## Required action
Output each entry exactly as written.

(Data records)

# # # # #

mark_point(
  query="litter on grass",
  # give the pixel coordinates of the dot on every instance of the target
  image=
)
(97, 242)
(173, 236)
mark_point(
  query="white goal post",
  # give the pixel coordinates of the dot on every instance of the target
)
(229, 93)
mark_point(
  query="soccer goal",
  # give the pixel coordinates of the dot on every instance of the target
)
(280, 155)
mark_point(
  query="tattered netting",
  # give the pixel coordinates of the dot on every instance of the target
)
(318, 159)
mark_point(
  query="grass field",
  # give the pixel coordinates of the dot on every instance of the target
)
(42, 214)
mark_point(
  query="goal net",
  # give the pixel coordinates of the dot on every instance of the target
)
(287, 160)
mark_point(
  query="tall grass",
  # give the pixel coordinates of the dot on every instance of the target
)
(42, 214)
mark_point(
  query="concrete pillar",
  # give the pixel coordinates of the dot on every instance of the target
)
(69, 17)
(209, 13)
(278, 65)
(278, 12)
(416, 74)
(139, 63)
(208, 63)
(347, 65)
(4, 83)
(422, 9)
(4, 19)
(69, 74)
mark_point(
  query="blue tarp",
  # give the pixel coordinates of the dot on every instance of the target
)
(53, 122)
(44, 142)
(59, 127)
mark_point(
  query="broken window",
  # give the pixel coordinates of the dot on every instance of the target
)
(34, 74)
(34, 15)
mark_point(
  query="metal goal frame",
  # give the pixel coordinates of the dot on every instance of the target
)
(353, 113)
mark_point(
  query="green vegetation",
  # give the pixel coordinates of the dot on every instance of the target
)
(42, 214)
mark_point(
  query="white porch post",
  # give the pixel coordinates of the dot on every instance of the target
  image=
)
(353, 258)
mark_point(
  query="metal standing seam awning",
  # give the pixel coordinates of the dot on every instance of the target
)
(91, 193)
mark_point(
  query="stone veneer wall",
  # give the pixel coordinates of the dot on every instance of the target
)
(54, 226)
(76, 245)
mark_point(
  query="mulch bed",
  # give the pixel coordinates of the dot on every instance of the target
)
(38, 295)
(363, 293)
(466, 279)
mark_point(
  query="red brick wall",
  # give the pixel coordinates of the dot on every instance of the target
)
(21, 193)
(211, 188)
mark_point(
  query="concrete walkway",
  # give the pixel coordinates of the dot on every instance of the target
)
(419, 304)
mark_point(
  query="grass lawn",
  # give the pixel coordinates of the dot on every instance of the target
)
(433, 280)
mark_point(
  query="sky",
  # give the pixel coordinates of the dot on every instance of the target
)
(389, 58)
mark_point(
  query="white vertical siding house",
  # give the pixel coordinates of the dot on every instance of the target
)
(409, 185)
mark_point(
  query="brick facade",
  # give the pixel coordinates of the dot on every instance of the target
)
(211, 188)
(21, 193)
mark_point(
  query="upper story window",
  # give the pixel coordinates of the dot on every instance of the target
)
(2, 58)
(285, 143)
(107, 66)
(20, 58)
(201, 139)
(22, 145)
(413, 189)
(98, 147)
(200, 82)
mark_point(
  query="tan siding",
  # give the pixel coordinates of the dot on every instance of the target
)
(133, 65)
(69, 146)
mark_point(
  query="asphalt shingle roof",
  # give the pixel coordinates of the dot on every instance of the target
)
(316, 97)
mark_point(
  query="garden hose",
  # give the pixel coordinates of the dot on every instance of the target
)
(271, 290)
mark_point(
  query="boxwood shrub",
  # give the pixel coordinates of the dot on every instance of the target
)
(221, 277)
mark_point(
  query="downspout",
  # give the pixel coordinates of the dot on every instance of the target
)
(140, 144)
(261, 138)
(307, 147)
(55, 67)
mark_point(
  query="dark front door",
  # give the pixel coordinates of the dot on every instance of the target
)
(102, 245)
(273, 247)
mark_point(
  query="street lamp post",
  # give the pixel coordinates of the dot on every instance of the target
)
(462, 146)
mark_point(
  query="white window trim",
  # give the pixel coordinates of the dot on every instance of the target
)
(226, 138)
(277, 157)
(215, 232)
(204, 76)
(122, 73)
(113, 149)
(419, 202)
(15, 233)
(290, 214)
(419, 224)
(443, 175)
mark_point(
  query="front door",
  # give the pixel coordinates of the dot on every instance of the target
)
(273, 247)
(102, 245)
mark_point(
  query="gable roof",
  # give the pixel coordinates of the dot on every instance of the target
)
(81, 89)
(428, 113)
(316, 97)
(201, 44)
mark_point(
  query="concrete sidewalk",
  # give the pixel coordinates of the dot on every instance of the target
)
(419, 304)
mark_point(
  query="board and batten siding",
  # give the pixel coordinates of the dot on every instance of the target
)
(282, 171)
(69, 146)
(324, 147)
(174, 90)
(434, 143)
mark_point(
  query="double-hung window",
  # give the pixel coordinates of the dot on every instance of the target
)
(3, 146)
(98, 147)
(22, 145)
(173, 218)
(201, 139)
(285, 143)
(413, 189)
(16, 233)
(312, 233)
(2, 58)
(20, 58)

# # # # #

## Task solution
mark_point(
  query="litter on grass",
  # give the pixel coordinates of the dot on every instance of the target
  image=
)
(97, 242)
(173, 236)
mark_point(
  query="white goal post",
  # give the pixel coordinates of the dot on every instance of the target
)
(229, 93)
mark_point(
  query="soccer goal",
  # give the pixel coordinates of the dot on every instance of the target
)
(280, 155)
mark_point(
  query="tattered netting",
  # give the pixel coordinates of the dot on every instance of the target
)
(318, 159)
mark_point(
  query="grass field",
  # give the pixel coordinates of the dot on every instance of the target
)
(42, 214)
mark_point(
  query="goal net",
  # give the pixel coordinates of the dot on every instance of the target
)
(287, 160)
mark_point(
  query="tall grass",
  # give the pixel coordinates of the dot on every instance of the target
)
(42, 214)
mark_point(
  query="concrete pillar",
  # give the pixel coordinates of the dot on every instance of the target
)
(69, 17)
(209, 13)
(278, 65)
(278, 12)
(416, 74)
(139, 63)
(208, 63)
(347, 65)
(4, 83)
(422, 9)
(4, 19)
(69, 74)
mark_point(
  query="blue tarp",
  # give the pixel coordinates of the dot on every instance of the target
)
(53, 122)
(44, 142)
(59, 127)
mark_point(
  query="broken window",
  # give the pixel coordinates of the dot on every instance of the target
)
(34, 74)
(34, 15)
mark_point(
  query="metal goal frame",
  # give the pixel coordinates of the dot on every instance of the target
)
(353, 113)
mark_point(
  query="green vegetation",
  # give the pixel coordinates of the dot on every instance of the target
)
(42, 214)
mark_point(
  query="white porch post",
  # give the pixel coordinates of the dot on every instance of the target
  image=
)
(353, 258)
mark_point(
  query="metal standing seam awning",
  # give the pixel coordinates of the dot on every instance of the target
)
(91, 193)
mark_point(
  query="stone veneer wall",
  # give the pixel coordinates of the dot on every instance of the target
)
(54, 226)
(76, 245)
mark_point(
  query="mulch bed",
  # give the pixel coordinates of the dot on every instance of the target
)
(38, 295)
(363, 293)
(466, 279)
mark_point(
  query="red brick wall",
  # give the pixel coordinates of the dot on every instance of the target
)
(21, 193)
(211, 188)
mark_point(
  query="concrete walkway",
  # give the pixel coordinates of the dot on every instance of the target
)
(419, 304)
mark_point(
  query="grass lawn",
  # give the pixel coordinates of the dot on every instance of the target
)
(433, 280)
mark_point(
  query="sky",
  # give the pixel coordinates of the dot on every instance of the target
)
(389, 58)
mark_point(
  query="white vertical siding house",
  # give the pixel coordinates of the dot on every instance of the target
)
(409, 185)
mark_point(
  query="brick facade",
  # give the pixel coordinates of the dot on every instance of the target
)
(211, 188)
(21, 193)
mark_point(
  query="upper story window",
  # give the pixel coordinates of the dot on every instance of the target
)
(2, 58)
(285, 143)
(107, 66)
(20, 58)
(201, 139)
(22, 145)
(413, 189)
(98, 147)
(200, 82)
mark_point(
  query="tan siding",
  # give the pixel coordinates of the dot on every instance of the target
)
(133, 65)
(69, 146)
mark_point(
  query="asphalt shingle roof",
  # give the pixel coordinates of the dot on every instance of the target
)
(316, 97)
mark_point(
  query="garden hose",
  # give the pixel coordinates of the dot on every instance of the target
)
(271, 290)
mark_point(
  query="boxwood shrub",
  # give the pixel coordinates of the dot on every instance of the target
)
(221, 277)
mark_point(
  query="downspout",
  # give the pixel coordinates of the dot on every instance of the target
)
(140, 144)
(261, 138)
(307, 147)
(55, 67)
mark_point(
  query="dark front door",
  # give the pixel coordinates of the dot on every instance of the target
)
(102, 245)
(273, 247)
mark_point(
  query="street lamp post",
  # give the pixel coordinates of the dot on every instance of the target
)
(462, 146)
mark_point(
  query="white window trim",
  # give the pixel coordinates of the dot on every instance of the target
)
(226, 138)
(277, 157)
(215, 232)
(204, 76)
(122, 73)
(113, 149)
(419, 202)
(15, 233)
(290, 214)
(419, 224)
(443, 175)
mark_point(
  query="front door",
  # give the pixel coordinates of the dot on every instance of the target
)
(273, 247)
(102, 245)
mark_point(
  query="gable roof",
  # give the pixel coordinates of the dot on every instance of the target
)
(81, 89)
(428, 113)
(316, 97)
(201, 44)
mark_point(
  query="concrete sidewalk",
  # give the pixel coordinates of the dot on every instance of the target
)
(419, 304)
mark_point(
  query="board and batten siding",
  # give the pixel coordinates of the dot on every instance of the target
)
(282, 171)
(69, 146)
(324, 147)
(174, 90)
(434, 143)
mark_point(
  query="double-hung window",
  # give the pixel coordinates of the dot on every instance of the target
)
(3, 146)
(98, 147)
(22, 145)
(173, 218)
(201, 139)
(285, 143)
(413, 189)
(16, 233)
(312, 233)
(2, 58)
(20, 58)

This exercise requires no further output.